THE DATA section start

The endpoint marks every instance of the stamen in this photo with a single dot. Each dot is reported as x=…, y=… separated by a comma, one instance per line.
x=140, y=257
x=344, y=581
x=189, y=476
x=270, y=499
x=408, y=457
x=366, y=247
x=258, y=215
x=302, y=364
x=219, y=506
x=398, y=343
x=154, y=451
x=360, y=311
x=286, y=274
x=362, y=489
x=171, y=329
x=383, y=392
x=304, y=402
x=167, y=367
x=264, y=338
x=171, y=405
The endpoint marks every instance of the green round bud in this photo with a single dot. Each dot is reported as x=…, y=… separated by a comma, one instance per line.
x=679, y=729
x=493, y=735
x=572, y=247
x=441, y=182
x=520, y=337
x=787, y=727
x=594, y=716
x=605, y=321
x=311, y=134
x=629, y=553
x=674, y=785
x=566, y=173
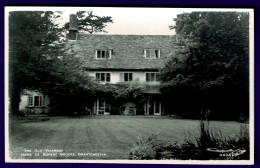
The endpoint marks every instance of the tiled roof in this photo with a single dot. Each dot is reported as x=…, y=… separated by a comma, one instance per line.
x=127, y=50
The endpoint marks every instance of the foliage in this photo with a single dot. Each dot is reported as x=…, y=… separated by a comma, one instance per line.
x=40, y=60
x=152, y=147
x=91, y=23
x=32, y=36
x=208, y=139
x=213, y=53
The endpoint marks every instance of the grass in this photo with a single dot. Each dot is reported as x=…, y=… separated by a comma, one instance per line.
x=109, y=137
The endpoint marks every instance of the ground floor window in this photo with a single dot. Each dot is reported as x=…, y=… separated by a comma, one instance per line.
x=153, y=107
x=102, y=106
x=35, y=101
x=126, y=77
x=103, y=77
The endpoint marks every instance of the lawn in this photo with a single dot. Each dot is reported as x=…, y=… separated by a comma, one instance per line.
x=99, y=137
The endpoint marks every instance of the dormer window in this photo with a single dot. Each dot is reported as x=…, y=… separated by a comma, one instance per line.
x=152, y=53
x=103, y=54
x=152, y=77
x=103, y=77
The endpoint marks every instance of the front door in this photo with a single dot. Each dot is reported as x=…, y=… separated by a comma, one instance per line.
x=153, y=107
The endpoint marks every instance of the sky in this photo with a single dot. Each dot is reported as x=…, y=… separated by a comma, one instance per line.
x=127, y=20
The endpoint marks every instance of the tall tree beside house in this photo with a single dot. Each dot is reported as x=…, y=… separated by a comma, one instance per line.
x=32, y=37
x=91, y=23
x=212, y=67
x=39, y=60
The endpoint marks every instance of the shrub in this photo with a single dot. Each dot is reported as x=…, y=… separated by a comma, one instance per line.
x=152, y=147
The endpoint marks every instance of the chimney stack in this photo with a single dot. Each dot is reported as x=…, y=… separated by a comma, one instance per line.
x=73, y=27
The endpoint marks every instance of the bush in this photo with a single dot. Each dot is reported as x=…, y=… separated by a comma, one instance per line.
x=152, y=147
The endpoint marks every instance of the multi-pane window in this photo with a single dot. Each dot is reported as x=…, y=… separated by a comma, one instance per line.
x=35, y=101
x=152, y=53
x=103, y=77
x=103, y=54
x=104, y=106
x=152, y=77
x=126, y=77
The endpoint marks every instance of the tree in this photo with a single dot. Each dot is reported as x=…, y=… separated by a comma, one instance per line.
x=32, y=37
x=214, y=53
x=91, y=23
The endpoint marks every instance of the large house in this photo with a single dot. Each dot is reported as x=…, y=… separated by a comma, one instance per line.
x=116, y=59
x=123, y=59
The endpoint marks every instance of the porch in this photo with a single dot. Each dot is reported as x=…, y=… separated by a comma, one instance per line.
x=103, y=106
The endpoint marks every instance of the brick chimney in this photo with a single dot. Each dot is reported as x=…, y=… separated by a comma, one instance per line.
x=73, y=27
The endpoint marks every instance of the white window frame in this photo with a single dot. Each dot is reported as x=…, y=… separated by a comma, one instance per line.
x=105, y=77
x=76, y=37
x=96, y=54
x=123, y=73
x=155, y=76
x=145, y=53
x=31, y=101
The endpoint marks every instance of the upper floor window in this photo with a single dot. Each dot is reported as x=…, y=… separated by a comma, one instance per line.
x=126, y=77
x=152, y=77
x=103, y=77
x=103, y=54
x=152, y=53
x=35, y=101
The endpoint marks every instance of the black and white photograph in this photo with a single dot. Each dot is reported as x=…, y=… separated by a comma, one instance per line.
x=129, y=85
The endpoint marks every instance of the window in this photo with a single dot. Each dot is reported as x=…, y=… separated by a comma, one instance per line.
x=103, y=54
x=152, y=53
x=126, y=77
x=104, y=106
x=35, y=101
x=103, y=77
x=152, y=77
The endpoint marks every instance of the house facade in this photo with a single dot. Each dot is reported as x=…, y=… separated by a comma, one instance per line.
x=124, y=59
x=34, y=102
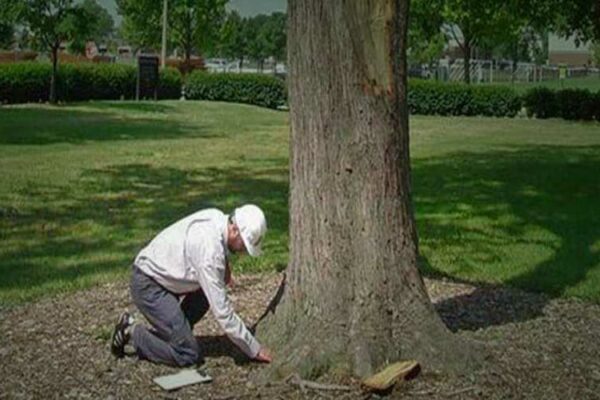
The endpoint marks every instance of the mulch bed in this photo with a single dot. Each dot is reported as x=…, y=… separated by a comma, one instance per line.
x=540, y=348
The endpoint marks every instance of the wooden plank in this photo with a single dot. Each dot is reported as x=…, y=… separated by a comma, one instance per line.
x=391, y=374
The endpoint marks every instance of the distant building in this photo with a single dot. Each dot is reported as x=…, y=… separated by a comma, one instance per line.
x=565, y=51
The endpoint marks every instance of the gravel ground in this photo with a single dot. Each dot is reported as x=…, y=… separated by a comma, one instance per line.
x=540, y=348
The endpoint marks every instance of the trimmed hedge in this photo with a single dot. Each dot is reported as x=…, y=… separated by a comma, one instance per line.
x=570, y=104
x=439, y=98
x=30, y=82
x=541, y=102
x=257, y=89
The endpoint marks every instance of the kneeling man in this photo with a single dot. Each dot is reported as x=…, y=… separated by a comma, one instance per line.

THE DATA section end

▸ WHAT THIS TASK INVOLVES: Return all of the entries exactly as written, but drop any pictures they hold.

▸ TASK RESULT:
The endpoint marks every instance of the stamen in this photo with a single dot. Each dot is reported as x=…, y=… separated by a comma, one instance per line.
x=140, y=257
x=344, y=581
x=189, y=476
x=270, y=499
x=408, y=457
x=366, y=247
x=258, y=215
x=302, y=364
x=219, y=506
x=398, y=343
x=154, y=451
x=360, y=311
x=286, y=274
x=362, y=489
x=171, y=329
x=383, y=392
x=304, y=402
x=167, y=367
x=264, y=338
x=171, y=405
The endpoint marks every instance of the green round bud in this photo with a single dot. Each dot is reported as x=…, y=… separated by a comma, one instance per line.
x=679, y=729
x=493, y=735
x=572, y=247
x=441, y=182
x=520, y=337
x=787, y=727
x=594, y=716
x=605, y=321
x=311, y=134
x=629, y=553
x=674, y=785
x=566, y=173
The endpoint marks every instance of the tiled roof in this photo with a single dot. Each dot is reported as x=…, y=… separated by a comma, one instance per line.
x=127, y=50
The endpoint marks every instance of the foliage in this photo with a single dot. Each dot is reported as x=…, y=… separated by a comma, one instance per line.
x=40, y=60
x=152, y=147
x=91, y=23
x=32, y=36
x=208, y=139
x=213, y=53
The endpoint marks every instance of the grass in this photo with a single dot. Each dot is reported as x=…, y=… separated by a comma, one instance per line.
x=109, y=137
The endpoint marks every instance of the ground floor window in this photo with a single dot. Each dot is reported as x=…, y=… separated by a comma, one instance per line.
x=153, y=107
x=102, y=106
x=35, y=101
x=126, y=77
x=103, y=77
The endpoint marks every instance of the lawn in this photo with a single dot. Each dot is reported as x=…, y=… separated by a comma, one instance per line.
x=99, y=137
The endpoint marks every instance of the dormer window in this photo with a single dot. Each dot is reported as x=…, y=… separated by a comma, one instance per line.
x=152, y=53
x=103, y=54
x=152, y=77
x=103, y=77
The endpoint marks every instance of the front door in this photo with a single dot. Each dot is reported as x=…, y=… separated by a comma, one instance per line.
x=153, y=107
The endpoint marks every instance of the sky in this photo with a single dot. Each dot is reported as x=…, y=… separated by a comma, one instance per line.
x=127, y=20
The endpoint marks every instance of the tall tree beside house in this photo with a single dot. Each dot is reported as x=…, y=… separated by a comma, one instance per line.
x=32, y=37
x=91, y=23
x=212, y=67
x=39, y=60
The endpoint marks every instance of the shrub in this photo with a single dot. Each dot is reported as x=…, y=… separated by a comma, one instance per line.
x=152, y=147
The endpoint marks every instance of the chimney stack in this photo with a single dot. Each dot is reported as x=…, y=… separated by a comma, one instance per line.
x=73, y=27
The endpoint marks every instance of the bush in this photo with a single dot. Each dot is reported as x=…, y=… separated by a comma, one instance per line.
x=152, y=147
The endpoint marks every instance of the multi-pane window in this photo with a single dot. Each dot is reported as x=…, y=… separated by a comma, one instance per line.
x=35, y=101
x=152, y=53
x=103, y=77
x=103, y=54
x=104, y=106
x=152, y=77
x=126, y=77
The endpoint marks every instance of the tree in this photo with a single dot. Each dot is reported as x=…, y=… separated by a comma, one instance per line.
x=32, y=37
x=214, y=53
x=91, y=23
The endpoint marks every instance of the large house in this photo with a single dot. Each dot is reported as x=…, y=… separated by a comma, one instance per line.
x=116, y=59
x=123, y=59
The endpoint marks every instance of the porch in this photo with a single dot. Each dot is reported as x=…, y=… separated by a comma, one instance per line.
x=103, y=106
The endpoint marks every instance of the brick chimney in this photo with a single dot. Each dot is reported as x=…, y=… separated by a comma, one instance per line.
x=73, y=27
The endpoint marks every instance of the white window frame in this photo with a single dot. Each dot is reported as x=…, y=… separated by a comma, one instance per line.
x=105, y=77
x=76, y=37
x=96, y=54
x=123, y=73
x=155, y=76
x=145, y=53
x=31, y=101
The endpoint marks every instance of the upper floor window in this photo with a single dot. Each dot is reported as x=…, y=… separated by a comma, one instance per line.
x=126, y=77
x=152, y=77
x=103, y=77
x=103, y=54
x=152, y=53
x=35, y=101
The endpoint marks every instance of the black and white photograph in this photo with a single dot. Each dot is reported as x=…, y=… separated by a comma, one instance per line.
x=129, y=85
The endpoint marks every instance of the window in this photo with a single dot. Each dot is reported as x=…, y=… separated by a comma, one instance per line.
x=103, y=54
x=152, y=53
x=126, y=77
x=104, y=106
x=35, y=101
x=103, y=77
x=152, y=77
The endpoint marks every instance of the house facade in this photo with a single dot. Each dot is reported as x=…, y=… separated by a comma, one instance per line.
x=124, y=59
x=34, y=102
The endpoint marks every instance of the mulch bed in this photo with a single dot. Each dot is reported as x=…, y=… separated by a comma, one instance per line.
x=540, y=348
The endpoint marks every instance of the wooden plank in this photo with a single dot. Each dot is reported as x=…, y=… separated by a comma, one instance per line.
x=391, y=374
The endpoint marks every instance of the distant building in this photo with a single dot. Each dot is reported as x=…, y=… separated by a comma, one instance per line.
x=565, y=51
The endpoint marks every instance of the gravel ground in this photo with a single dot. Each dot is reported as x=…, y=… separated by a comma, one instance per line.
x=540, y=348
The endpoint marks every instance of the trimmed hedge in this photo with a single dot. Each dot is reported as x=…, y=… separated by a comma, one instance per line.
x=570, y=104
x=439, y=98
x=30, y=82
x=541, y=102
x=257, y=89
The endpoint marks every instance of the kneeling man in this photo with a single dot. Each dot is reported as x=…, y=… separated by a comma, one instance per line.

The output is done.